▸ **PROBLEM DETAILS**
Arrange the rows from the one containing "For the white industrial" through the last row as a Markdown table with the columns No. and Line, numbering each row and omitting any blank lines.

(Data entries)
%%

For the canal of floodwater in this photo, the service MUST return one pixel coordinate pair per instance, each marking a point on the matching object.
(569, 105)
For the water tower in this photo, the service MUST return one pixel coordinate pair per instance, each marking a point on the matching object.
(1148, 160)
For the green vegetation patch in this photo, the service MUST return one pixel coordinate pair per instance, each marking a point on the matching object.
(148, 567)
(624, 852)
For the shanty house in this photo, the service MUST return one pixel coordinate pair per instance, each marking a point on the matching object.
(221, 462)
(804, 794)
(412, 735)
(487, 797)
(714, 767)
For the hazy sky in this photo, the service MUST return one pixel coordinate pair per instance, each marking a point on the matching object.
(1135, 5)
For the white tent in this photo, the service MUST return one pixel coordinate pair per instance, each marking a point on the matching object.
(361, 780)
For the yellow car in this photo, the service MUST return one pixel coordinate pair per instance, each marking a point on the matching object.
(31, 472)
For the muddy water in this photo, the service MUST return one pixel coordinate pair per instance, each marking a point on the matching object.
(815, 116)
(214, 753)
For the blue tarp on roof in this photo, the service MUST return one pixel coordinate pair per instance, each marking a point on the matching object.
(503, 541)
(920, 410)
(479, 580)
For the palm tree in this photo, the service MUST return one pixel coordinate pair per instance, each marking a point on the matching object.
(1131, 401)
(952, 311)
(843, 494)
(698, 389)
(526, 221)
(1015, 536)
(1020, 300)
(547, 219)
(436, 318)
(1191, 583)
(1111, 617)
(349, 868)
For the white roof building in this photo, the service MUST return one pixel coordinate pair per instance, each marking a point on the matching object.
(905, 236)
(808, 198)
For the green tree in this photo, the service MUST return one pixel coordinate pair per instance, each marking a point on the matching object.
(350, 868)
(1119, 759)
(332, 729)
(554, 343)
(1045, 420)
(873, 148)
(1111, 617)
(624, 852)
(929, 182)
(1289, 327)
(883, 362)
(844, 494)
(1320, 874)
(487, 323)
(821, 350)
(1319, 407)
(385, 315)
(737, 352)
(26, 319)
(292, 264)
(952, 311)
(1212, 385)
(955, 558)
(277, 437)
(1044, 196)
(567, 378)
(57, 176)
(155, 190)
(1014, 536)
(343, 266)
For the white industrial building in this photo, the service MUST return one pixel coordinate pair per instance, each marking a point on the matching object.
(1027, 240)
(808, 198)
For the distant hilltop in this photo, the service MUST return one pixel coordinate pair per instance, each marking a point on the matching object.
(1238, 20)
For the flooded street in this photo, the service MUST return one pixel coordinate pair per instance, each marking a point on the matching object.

%%

▸ **CORRECT RESPONSE**
| No. | Line |
|---|---|
| 1 | For the white industrial building in this photo, the service MUST return one pixel coordinate pair per instance, each marking a point on the matching object. |
| 2 | (1027, 240) |
| 3 | (808, 198) |
| 4 | For the distant hilltop in this photo, the service MUST return one pixel coordinate pair per instance, each marking a point on the matching object. |
| 5 | (1238, 20) |
| 6 | For the flooded street in this photo, the service MUST return one pixel coordinate pair per instance, each marking a point on the matching object. |